OBJECTIVE: Repeat every line below exactly, word for word.

• • • • • • •

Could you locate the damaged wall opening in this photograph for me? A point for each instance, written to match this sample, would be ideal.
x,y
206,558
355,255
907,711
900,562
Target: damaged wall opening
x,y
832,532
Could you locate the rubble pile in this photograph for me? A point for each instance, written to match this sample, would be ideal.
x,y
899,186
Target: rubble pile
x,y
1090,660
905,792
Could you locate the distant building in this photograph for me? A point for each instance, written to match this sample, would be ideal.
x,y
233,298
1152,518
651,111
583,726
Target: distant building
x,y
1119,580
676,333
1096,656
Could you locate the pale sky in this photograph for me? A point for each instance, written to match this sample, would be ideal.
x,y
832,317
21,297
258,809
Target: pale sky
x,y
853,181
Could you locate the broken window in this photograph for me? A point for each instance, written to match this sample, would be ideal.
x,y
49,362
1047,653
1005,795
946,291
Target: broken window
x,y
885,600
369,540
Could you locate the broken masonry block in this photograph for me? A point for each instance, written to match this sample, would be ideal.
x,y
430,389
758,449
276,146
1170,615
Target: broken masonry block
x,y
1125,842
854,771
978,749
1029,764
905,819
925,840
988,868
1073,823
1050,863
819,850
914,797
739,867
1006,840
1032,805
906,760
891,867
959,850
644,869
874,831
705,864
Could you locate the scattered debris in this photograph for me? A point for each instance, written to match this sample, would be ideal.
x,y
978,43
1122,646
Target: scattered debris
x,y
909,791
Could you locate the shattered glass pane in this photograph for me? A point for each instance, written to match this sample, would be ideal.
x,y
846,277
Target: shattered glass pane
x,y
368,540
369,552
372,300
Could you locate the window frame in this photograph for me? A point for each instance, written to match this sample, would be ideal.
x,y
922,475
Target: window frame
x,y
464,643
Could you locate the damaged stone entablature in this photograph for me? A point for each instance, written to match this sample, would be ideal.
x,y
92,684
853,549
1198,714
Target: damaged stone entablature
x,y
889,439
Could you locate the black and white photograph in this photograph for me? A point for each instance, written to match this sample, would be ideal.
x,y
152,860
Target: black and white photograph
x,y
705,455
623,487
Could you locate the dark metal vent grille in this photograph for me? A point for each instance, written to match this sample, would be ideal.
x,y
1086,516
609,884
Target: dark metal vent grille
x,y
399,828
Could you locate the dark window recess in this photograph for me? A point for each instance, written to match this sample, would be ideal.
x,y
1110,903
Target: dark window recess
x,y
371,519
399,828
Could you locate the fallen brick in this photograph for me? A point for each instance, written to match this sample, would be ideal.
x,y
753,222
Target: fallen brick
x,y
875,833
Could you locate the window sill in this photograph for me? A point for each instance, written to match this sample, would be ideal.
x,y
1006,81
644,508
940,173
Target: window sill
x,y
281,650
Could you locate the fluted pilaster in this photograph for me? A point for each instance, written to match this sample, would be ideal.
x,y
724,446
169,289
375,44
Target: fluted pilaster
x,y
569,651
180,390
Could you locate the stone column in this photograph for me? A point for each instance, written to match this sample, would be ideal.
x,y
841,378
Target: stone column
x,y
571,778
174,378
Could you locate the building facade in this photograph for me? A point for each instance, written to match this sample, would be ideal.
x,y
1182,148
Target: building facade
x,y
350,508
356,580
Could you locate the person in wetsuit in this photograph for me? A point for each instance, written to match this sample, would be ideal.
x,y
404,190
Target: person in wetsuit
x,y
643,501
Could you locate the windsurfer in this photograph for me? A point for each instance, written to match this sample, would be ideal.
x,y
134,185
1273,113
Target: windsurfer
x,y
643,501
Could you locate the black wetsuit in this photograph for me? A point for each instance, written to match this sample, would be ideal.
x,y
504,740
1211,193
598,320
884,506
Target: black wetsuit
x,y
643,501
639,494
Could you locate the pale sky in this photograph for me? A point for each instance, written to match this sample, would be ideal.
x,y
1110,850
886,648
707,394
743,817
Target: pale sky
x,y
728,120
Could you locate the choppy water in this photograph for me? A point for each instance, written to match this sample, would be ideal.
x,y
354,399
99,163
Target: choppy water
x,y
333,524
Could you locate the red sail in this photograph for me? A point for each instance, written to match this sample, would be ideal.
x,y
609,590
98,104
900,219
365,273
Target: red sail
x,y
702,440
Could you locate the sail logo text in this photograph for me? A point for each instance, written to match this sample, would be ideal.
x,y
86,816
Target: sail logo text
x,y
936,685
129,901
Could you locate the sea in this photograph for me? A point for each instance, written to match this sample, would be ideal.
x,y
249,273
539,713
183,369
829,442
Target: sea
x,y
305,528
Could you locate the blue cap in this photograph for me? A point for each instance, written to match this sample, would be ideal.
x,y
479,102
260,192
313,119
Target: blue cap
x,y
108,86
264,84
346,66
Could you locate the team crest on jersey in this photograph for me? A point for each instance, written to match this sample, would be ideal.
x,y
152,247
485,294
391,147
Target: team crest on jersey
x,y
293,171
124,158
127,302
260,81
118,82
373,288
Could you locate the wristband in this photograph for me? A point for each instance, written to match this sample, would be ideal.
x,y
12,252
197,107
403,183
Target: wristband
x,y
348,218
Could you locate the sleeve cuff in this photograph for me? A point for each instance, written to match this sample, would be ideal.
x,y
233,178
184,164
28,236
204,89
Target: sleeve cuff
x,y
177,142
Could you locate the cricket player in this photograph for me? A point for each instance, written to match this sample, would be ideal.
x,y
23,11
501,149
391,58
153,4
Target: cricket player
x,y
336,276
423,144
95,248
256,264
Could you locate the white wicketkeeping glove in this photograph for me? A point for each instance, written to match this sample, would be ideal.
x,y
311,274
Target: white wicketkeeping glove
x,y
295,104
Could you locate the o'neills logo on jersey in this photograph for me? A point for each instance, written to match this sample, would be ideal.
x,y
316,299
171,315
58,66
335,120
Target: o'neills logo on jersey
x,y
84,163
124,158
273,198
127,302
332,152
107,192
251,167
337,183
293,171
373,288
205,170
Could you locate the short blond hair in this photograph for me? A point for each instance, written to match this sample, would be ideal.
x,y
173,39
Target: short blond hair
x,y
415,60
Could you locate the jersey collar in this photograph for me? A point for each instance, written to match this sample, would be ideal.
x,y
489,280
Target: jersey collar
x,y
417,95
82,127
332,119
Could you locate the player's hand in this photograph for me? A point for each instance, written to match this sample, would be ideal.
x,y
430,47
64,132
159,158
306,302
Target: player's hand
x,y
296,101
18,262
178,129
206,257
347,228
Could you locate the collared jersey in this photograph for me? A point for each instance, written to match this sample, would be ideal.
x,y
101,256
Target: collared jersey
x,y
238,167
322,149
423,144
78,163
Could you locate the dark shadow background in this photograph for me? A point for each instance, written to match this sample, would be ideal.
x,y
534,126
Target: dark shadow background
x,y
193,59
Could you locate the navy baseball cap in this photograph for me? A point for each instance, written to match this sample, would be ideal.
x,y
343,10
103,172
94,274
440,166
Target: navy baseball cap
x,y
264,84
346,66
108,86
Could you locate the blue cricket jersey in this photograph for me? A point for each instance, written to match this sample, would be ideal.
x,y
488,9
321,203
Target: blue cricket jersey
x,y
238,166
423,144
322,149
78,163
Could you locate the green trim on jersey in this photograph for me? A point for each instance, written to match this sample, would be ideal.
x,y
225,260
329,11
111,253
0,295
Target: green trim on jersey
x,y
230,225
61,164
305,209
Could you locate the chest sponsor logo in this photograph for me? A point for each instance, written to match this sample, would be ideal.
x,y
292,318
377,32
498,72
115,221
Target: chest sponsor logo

• • • • • • •

RESPONSE FOR THIS EXERCISE:
Could you locate the damaged wall opening in this photograph for me? A point for each instance, written to match this sample, would be ideal.
x,y
206,558
355,255
907,711
900,562
Target: damaged wall opening
x,y
832,532
Could you locate the rubble pile in this photograph for me? A point for each instance, written to match this sample, would be ideal.
x,y
899,186
Target: rubble pile
x,y
1090,660
905,792
Could you locate the distant building in this photograph for me? A point for each instance, written to match this sample, would be ideal.
x,y
233,298
1152,518
651,111
583,726
Target: distant building
x,y
1119,580
676,333
1096,656
Could you locate the pale sky in this photograph for me? A point for each instance, written to match this sample, would be ideal.
x,y
832,317
21,297
258,809
Target: pale sky
x,y
853,181
Could you locate the broken window in this photograph for me? A point for each instance, written to match this sample, would be ideal.
x,y
49,362
1047,653
1005,795
946,291
Target: broken window
x,y
885,600
369,540
Could you locate the broken masonry block in this photograph for me? A point for each instance, written to match this sample, would be ideal.
x,y
430,389
758,449
276,146
1170,615
Target: broken masonry block
x,y
1125,842
854,771
978,749
1029,764
905,819
925,840
988,868
1073,823
1050,863
819,850
914,797
739,867
1006,840
1032,805
906,760
891,867
959,850
644,869
874,831
705,864
Could you locate the scattered debris in this photograph for me? A point for each instance, written to match this sample, would be ideal.
x,y
978,43
1122,646
Target: scattered debris
x,y
909,791
Could you locate the shattered glass pane in this photograph for me? A point for each instance, written to match this sample, would be ideal.
x,y
846,277
Target: shattered glass pane
x,y
368,540
369,552
372,300
Could you locate the window frame in this photograph for me? A point for each instance, written to match this sample, would be ideal.
x,y
922,475
Target: window frame
x,y
464,643
Could you locate the damaged stone entablature in this photograph for me? A point for each instance, written to match this sample, would be ideal.
x,y
92,684
853,549
1198,714
Target: damaged stone entablature
x,y
889,439
Could you locate the black and white photograph in this photograph for me? A point for each instance, written to match this sample, would be ideal.
x,y
152,860
Target: black and white photograph
x,y
705,455
623,487
Could you locate the dark metal vent grille in this photograph for me? A point for each instance, written to match this sample, would be ideal.
x,y
1086,516
609,884
Target: dark metal vent grille
x,y
399,828
Could you locate the dark window recess in this photograph for me? A point for each instance, written to match this sample, would be ideal.
x,y
1110,903
Target: dark window recess
x,y
371,519
399,828
Could you locate the fallen brick in this photograph for me? A point for each instance, written to match this sample, would be ideal.
x,y
753,222
Target: fallen brick
x,y
875,833
Could you locate the window sill in this photograph for me? A point for each instance, written to match this sample, would be ideal.
x,y
1006,81
644,508
940,173
Target: window sill
x,y
281,650
Could you locate the fluted pilaster in this photograph for me? A point for each instance, written to match this sample, would be ideal.
x,y
724,446
169,289
375,44
Target: fluted pilaster
x,y
569,651
180,390
Could you locate the stone column in this photograph for me? A point for each instance, written to match this sample, would be ideal.
x,y
841,378
Target: stone column
x,y
571,778
174,378
Could you locate the building facade in this photograph for me? A point for each instance, written to match this sample, would be ideal.
x,y
1182,148
Target: building facade
x,y
350,508
356,580
Could you locate the person in wetsuit in this photograph for me? A point for each instance, written to match this sample, would be ideal.
x,y
404,190
Target: person in wetsuit
x,y
643,501
Could you locate the windsurfer in this photograph for me? A point for each instance, written to match this sample, would be ideal.
x,y
134,185
1273,113
Target: windsurfer
x,y
643,501
Could you locate the black wetsuit in this photograph for me? A point for each instance, written to match this sample, would be ideal.
x,y
504,740
1211,193
598,320
884,506
Target: black wetsuit
x,y
643,501
639,494
Could you locate the pale sky in this photograph for me? A point for each instance, written to match this sample, would be ideal.
x,y
1110,850
886,648
707,394
743,817
Target: pale sky
x,y
728,120
Could you locate the choppy water in this photograph for me? A point for each instance, written to match this sample, would be ideal.
x,y
354,399
99,163
Target: choppy water
x,y
333,524
Could you locate the red sail in this photograph for me? A point for each instance, written to match this sample, would be ideal.
x,y
609,590
98,104
900,219
365,273
Target: red sail
x,y
702,440
Could you locate the sail logo text in this photograph for me? A point for each instance, written to match this sample, would be ideal.
x,y
86,816
Target: sail logo text
x,y
936,685
129,901
Could you locate the sea in this photograph for me? A point for each instance, written to match this sample, would be ideal.
x,y
249,273
539,713
183,369
829,442
Target: sea
x,y
305,528
Could you locate the blue cap in this photograph for me? A point for each instance, written to match this sample, would be ideal.
x,y
479,102
260,192
313,119
Target: blue cap
x,y
108,86
264,84
346,66
Could you locate the team crest on jersey in this photograph for me? A point for each instance, written to match this sample, would be ideal.
x,y
152,247
485,294
391,147
Target: team crest on jersey
x,y
293,171
124,158
127,302
260,81
118,82
373,288
Could you locate the wristband in this photograph for me? A point for each instance, written to match this sample, would be ideal.
x,y
12,252
197,107
403,183
Target: wristband
x,y
348,218
Could you locate the sleeve cuff in this photograph for me? A point for each instance, written to match this sample, would be ideal.
x,y
233,178
184,164
28,236
204,89
Target: sleeve cuff
x,y
177,142
Could you locate the cricket player in this photograph for me? A point for each instance, written to match this sample, would be ideal.
x,y
23,11
501,149
391,58
153,4
Target: cricket player
x,y
336,276
423,144
95,248
256,264
Could you locate the white wicketkeeping glove in this photograph for me? A point for each instance, written to match this sample, would be ideal.
x,y
311,274
Target: white wicketkeeping glove
x,y
295,104
Could you locate the o'neills logo on jersey in this photograph for me? A point for each instance, written to match this sample, would be ideal.
x,y
316,299
171,315
58,66
335,120
Target: o'neills logo on jersey
x,y
84,163
124,158
273,198
127,302
332,152
107,192
251,167
337,183
293,171
373,288
205,170
Could you locate the short blond hair in this photograph for me? A point for each instance, written to match this sample, would be ideal.
x,y
173,39
Target: short blond hair
x,y
415,60
Could you locate the jersey collar in this photograph for me? A point for each instance, written to match this sample, would be ideal.
x,y
489,280
Target: jersey collar
x,y
417,95
82,127
332,119
Could you locate the player's hand in this photograph for me? A point for each instance, written to match this sample, would be ideal.
x,y
430,47
64,132
159,158
306,302
Target: player's hand
x,y
296,101
18,262
178,129
206,257
347,228
Could you locate the collared jersey in this photograph for me? A point for each instance, written to match this sample, would be ideal.
x,y
101,256
Target: collared jersey
x,y
238,167
322,149
423,144
78,163
Could you locate the dark shadow background in this photograph for me? A point for each instance, written to match this sample, would be ideal.
x,y
534,126
Target: dark shadow background
x,y
193,59
Could you locate the navy baseball cap in this photograph for me? A point for each instance, written to match this sample, would be ideal.
x,y
343,10
103,172
94,274
440,166
Target: navy baseball cap
x,y
264,84
346,66
108,86
Could you locate the blue cricket jersey in this photograph for me? A point for each instance, written to match this sample, would be ideal.
x,y
488,9
321,203
Target: blue cricket jersey
x,y
238,166
423,144
322,149
78,163
Could you locate the green trim on jersey in this photograph for me? A point for each instance, written to match this sample, would be ideal.
x,y
225,260
329,11
111,253
0,295
Target: green trim on jersey
x,y
230,225
61,164
305,209
Could you locate the chest sponsor logo in this photograph for me? A point for each instance, written to match this sample, would be ideal.
x,y
292,318
377,32
498,72
115,221
Target: chest sponsor logo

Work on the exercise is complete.